Texte source —

Daniel Roseberry (DR.)
Je pense que chaque créateur doit choisir une voie. Quand ça marche, c’est parce que son travail et sa voie sont cohérents avec son identité profonde. Quand on sent que le créateur essaie d’être quelqu’un d’autre, ou bien même d’être une meilleure version de lui-même, son travail en devient moins fort. Les créateurs que j’admire, tels que McQueen, Yves Saint Laurent ou Karl Lagerfeld, faisaient tous un travail qui reflétait ce qu’ils étaient avec harmonie et fidélité. Le romantique. Le génie. Le showman.
HY.
Certaines de tes créations les plus fortes et les plus emblématiques jouent autour de l’idée du détournement anatomique et de l’exagération : les nez migrent vers les lobes d’oreille, les mamelons se fraient un chemin en rasde- cou, la poitrine arbore des proportions pyramidales. Jusqu’à quel point cela constitue-t-il – ou pas – une projection de ta propre relation au corps ?
DR.
(…) C’est seulement vers l’âge de trente ans que j’ai commencé à appréhender et à apprécier mon corps. Il y a quelque chose d’inexplicablement glorieux dans le corps humain. (…) Dans mes créations, j’essaie de traiter les parties du corps avec un certain niveau d’équité. Les seins sont aussi précieux que les yeux, les orteils que les fesses. C’est une manière de célébrer le corps sans le sursexualiser pour autant.
HY.

Enregistrements présentés —
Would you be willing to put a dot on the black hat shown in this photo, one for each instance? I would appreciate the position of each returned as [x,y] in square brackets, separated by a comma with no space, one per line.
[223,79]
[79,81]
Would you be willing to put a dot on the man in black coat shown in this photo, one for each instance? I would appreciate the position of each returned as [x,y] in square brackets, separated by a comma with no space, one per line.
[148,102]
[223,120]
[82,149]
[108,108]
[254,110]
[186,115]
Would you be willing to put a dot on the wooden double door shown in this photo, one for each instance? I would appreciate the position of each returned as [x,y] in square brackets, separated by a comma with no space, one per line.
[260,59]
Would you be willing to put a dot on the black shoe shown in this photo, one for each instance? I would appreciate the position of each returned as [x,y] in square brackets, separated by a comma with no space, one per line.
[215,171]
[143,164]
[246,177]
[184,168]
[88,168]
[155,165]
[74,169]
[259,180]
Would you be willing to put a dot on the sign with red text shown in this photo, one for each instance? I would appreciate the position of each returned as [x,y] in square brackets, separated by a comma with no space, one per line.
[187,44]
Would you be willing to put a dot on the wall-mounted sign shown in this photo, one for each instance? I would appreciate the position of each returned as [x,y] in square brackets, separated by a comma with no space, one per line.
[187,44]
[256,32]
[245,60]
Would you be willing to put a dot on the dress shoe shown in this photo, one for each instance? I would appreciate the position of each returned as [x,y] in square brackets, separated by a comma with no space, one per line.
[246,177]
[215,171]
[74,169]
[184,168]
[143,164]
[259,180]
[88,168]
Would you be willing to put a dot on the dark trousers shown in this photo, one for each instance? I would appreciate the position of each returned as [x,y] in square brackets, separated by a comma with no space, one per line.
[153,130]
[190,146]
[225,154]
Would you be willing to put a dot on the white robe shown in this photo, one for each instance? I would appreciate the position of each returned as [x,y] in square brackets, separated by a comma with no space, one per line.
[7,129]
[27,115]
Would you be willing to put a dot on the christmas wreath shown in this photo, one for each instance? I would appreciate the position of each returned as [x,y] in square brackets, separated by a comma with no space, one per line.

Exercices à faire —
1. D'après l'entretien, vers quel âge Daniel Roseberry a-t-il commencé à appréhender et à apprécier son corps ?
2. Recopiez mot pour mot le passage de l'entretien compris entre « (…) C’est seulement » et « sursexualiser pour autant. », ces deux bornes incluses.

Réponses par exercice —
1. Vers l'âge de trente ans.

2.
(…) C’est seulement vers l’âge de trente ans que j’ai commencé à appréhender et à apprécier mon corps. Il y a quelque chose d’inexplicablement glorieux dans le corps humain. (…) Dans mes créations, j’essaie de traiter les parties du corps avec un certain niveau d’équité. Les seins sont aussi précieux que les yeux, les orteils que les fesses. C’est une manière de célébrer le corps sans le sursexualiser pour autant.